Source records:
========

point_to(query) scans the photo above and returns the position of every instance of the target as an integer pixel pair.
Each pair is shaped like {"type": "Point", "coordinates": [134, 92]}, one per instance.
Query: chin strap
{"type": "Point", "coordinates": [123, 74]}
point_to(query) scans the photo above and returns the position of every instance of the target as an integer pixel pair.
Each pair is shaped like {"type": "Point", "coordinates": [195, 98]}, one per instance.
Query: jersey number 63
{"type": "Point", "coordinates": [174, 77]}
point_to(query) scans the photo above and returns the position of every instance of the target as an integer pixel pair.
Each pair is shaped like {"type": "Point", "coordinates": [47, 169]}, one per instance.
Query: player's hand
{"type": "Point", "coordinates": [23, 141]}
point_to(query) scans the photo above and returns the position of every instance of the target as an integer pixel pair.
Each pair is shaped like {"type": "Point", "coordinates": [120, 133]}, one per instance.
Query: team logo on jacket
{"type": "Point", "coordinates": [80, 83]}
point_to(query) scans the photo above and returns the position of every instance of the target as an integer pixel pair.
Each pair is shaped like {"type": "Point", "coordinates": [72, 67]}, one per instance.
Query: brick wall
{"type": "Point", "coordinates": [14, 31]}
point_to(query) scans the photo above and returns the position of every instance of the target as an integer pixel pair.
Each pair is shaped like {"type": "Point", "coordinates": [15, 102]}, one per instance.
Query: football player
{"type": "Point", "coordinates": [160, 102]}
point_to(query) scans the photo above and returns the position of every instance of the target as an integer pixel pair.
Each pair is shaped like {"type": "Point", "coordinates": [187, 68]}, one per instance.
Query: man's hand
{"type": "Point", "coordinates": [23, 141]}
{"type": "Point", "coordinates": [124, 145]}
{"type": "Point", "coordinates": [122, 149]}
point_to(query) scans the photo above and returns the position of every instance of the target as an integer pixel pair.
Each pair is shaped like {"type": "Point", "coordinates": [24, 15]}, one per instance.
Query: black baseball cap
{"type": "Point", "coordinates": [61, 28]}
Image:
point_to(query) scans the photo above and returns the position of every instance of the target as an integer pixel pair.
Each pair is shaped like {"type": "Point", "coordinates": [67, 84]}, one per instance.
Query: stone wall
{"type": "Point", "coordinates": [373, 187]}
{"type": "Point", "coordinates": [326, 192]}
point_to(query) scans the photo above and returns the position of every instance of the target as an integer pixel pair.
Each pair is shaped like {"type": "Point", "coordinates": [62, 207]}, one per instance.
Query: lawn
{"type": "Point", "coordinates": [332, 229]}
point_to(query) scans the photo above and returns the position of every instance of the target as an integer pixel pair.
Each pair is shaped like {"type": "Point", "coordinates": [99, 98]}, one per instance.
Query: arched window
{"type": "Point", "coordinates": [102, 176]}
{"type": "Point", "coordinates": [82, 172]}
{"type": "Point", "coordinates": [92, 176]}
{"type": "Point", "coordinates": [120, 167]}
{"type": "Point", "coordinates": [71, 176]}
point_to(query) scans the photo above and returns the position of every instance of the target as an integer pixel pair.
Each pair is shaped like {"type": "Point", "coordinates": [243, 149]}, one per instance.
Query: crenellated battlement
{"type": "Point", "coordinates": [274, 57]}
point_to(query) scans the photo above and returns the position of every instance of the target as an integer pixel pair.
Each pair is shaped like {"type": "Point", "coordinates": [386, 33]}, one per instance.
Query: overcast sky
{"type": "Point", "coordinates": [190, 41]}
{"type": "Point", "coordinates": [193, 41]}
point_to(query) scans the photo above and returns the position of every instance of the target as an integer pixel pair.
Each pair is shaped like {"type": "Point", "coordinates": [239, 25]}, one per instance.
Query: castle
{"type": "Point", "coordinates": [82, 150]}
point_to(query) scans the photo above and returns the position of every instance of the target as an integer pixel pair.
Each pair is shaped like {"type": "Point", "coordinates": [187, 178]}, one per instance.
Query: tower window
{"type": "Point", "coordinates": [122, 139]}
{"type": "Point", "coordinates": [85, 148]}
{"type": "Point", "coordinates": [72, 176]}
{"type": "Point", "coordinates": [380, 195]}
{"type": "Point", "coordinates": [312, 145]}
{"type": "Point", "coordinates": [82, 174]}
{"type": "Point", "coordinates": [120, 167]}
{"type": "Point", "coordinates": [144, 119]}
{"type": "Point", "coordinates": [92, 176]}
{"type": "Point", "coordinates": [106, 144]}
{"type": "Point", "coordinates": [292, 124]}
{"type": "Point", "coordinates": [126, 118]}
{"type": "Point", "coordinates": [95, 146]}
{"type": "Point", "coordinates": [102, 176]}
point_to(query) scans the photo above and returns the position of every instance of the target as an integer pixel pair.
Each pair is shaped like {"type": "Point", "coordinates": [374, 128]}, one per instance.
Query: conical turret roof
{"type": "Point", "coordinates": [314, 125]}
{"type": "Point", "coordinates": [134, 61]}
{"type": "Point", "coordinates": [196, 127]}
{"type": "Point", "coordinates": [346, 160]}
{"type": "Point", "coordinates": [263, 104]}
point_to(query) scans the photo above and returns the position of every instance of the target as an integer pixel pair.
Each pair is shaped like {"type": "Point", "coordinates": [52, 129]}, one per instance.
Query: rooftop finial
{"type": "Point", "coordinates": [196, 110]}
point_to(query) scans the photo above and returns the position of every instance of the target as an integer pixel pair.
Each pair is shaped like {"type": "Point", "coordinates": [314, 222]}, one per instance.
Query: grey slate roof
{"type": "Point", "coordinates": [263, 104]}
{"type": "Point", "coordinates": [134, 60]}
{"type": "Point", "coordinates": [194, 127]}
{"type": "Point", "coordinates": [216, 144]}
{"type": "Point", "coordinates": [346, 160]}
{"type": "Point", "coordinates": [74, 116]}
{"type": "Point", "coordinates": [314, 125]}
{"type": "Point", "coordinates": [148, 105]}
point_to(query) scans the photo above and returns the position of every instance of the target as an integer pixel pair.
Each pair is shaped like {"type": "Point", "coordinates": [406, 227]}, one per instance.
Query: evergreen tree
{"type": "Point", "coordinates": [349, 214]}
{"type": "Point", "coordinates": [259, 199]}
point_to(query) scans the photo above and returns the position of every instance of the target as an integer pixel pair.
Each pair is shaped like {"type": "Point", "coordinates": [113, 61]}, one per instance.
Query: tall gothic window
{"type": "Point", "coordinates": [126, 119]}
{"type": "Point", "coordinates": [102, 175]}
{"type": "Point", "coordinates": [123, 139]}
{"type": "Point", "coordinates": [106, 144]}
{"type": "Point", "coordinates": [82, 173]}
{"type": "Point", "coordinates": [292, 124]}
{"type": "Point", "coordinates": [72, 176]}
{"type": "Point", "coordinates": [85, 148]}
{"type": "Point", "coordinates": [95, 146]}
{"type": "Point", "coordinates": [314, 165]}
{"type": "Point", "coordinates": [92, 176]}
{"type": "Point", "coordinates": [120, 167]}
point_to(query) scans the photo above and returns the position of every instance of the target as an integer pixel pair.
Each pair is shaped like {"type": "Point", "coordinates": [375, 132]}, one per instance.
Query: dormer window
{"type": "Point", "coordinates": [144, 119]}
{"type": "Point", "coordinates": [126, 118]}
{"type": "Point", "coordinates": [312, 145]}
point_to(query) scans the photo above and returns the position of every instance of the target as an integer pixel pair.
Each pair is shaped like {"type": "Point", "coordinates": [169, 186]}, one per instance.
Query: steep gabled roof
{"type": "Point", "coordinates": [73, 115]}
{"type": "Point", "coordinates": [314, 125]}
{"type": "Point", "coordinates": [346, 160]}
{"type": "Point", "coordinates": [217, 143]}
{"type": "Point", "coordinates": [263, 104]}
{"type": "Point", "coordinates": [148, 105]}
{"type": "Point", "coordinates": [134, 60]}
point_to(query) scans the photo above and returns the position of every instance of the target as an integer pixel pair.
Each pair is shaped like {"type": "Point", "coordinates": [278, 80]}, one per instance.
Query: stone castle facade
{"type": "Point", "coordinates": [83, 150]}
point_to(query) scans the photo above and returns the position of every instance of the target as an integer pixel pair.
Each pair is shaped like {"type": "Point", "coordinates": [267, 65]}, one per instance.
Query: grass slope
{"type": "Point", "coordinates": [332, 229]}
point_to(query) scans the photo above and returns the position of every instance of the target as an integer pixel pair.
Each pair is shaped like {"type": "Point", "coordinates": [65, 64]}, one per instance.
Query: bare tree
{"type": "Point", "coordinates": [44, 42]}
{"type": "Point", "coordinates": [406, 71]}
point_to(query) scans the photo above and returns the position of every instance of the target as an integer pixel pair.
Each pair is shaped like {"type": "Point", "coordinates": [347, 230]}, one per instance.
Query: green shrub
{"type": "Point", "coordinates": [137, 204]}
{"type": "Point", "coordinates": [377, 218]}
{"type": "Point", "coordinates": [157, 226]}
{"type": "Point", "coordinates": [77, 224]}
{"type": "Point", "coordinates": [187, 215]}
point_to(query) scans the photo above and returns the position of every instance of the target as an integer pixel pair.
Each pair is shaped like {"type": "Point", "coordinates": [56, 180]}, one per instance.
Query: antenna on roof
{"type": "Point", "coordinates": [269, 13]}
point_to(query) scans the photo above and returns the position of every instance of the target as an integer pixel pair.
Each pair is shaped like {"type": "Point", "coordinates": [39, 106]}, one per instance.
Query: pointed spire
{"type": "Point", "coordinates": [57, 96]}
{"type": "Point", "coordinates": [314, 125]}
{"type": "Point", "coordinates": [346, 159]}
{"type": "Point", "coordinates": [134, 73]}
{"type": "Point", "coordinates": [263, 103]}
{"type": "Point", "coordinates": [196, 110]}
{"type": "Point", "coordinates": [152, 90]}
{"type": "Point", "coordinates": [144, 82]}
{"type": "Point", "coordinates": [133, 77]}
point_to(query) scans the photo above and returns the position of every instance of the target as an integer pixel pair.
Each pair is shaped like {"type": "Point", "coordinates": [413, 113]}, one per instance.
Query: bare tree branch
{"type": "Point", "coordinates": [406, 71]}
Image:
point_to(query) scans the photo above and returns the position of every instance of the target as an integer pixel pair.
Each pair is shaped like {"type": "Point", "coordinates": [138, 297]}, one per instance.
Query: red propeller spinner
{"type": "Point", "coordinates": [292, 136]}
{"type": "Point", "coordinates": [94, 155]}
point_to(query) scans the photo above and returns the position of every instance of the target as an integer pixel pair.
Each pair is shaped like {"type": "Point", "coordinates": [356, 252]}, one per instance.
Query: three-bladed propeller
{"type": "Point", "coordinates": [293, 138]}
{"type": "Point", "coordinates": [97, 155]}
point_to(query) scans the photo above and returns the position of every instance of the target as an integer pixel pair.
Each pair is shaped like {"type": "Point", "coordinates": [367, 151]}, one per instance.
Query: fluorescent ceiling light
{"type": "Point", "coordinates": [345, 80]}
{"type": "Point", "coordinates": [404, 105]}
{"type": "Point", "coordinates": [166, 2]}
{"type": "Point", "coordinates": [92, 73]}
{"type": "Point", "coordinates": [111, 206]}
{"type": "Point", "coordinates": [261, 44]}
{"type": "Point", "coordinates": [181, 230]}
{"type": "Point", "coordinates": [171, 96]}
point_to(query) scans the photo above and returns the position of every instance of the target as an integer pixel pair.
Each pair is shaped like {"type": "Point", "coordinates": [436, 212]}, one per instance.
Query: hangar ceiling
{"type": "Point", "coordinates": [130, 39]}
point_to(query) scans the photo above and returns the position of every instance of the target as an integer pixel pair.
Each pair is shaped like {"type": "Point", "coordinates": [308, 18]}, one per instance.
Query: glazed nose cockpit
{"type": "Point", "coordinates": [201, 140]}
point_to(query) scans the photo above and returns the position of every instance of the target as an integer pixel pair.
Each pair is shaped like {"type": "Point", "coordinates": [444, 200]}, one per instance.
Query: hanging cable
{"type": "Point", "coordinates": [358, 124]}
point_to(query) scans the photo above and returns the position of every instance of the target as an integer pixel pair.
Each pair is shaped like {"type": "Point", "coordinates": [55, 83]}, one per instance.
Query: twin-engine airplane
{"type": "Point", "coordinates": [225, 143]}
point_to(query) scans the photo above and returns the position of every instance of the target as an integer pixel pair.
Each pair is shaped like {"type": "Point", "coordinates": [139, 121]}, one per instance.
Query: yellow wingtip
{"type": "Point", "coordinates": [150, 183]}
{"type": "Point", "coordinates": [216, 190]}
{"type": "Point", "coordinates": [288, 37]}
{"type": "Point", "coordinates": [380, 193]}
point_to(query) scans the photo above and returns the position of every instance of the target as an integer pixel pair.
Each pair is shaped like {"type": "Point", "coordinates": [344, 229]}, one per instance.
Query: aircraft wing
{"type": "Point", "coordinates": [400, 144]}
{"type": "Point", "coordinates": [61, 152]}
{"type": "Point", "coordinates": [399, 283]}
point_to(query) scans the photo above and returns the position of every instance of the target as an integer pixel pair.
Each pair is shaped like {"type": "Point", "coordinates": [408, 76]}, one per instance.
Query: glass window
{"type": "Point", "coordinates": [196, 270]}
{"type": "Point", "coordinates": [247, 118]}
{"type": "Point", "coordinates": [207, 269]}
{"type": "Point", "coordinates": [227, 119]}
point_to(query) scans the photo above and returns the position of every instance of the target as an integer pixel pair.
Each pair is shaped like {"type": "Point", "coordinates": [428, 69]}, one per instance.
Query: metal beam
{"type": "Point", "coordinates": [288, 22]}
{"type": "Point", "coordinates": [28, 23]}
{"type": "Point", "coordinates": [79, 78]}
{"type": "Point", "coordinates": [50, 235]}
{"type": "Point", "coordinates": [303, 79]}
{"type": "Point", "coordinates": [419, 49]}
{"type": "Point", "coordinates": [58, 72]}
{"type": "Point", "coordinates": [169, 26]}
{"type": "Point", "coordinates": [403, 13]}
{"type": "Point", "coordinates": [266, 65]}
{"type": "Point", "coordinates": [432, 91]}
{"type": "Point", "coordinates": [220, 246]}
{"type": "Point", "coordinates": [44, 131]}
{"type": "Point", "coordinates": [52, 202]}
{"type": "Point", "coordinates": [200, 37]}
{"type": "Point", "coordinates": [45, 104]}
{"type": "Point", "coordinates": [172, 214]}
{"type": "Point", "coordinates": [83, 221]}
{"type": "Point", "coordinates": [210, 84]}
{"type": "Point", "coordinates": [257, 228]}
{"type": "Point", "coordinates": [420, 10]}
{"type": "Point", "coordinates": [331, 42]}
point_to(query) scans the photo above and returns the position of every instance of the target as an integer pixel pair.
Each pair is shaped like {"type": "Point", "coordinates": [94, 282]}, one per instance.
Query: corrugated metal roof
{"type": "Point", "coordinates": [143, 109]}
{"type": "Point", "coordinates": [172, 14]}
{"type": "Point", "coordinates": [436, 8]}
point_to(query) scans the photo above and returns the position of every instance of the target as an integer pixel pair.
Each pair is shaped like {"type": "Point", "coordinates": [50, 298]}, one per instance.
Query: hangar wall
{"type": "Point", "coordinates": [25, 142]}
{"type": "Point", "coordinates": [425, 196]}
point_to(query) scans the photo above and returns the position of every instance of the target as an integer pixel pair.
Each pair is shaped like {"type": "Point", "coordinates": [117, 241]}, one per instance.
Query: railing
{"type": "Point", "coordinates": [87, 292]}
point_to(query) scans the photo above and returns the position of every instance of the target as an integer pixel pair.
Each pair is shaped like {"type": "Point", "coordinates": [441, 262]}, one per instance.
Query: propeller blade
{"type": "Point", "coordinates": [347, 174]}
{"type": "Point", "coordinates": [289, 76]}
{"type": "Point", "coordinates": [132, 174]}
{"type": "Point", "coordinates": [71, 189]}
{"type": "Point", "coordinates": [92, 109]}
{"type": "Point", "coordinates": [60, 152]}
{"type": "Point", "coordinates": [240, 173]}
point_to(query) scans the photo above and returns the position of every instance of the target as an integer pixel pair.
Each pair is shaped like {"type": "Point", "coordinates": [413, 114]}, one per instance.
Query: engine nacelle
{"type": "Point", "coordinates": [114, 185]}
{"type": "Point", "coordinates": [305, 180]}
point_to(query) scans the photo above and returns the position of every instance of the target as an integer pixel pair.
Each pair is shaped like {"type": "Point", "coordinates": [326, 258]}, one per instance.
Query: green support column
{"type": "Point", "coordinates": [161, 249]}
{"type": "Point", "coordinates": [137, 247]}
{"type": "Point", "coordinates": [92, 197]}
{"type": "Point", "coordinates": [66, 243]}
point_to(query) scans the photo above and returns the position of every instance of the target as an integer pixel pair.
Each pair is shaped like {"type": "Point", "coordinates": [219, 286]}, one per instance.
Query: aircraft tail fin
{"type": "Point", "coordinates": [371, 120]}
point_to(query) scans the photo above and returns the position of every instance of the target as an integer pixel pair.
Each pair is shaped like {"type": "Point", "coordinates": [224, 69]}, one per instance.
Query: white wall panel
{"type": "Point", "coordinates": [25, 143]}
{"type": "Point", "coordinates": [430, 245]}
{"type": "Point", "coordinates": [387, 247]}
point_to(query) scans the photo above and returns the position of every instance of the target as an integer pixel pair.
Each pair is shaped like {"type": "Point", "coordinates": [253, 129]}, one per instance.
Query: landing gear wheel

========

### Exercise task
How many lines in the entries above contain the word "window"? Reply with the number alone.

### Result below
5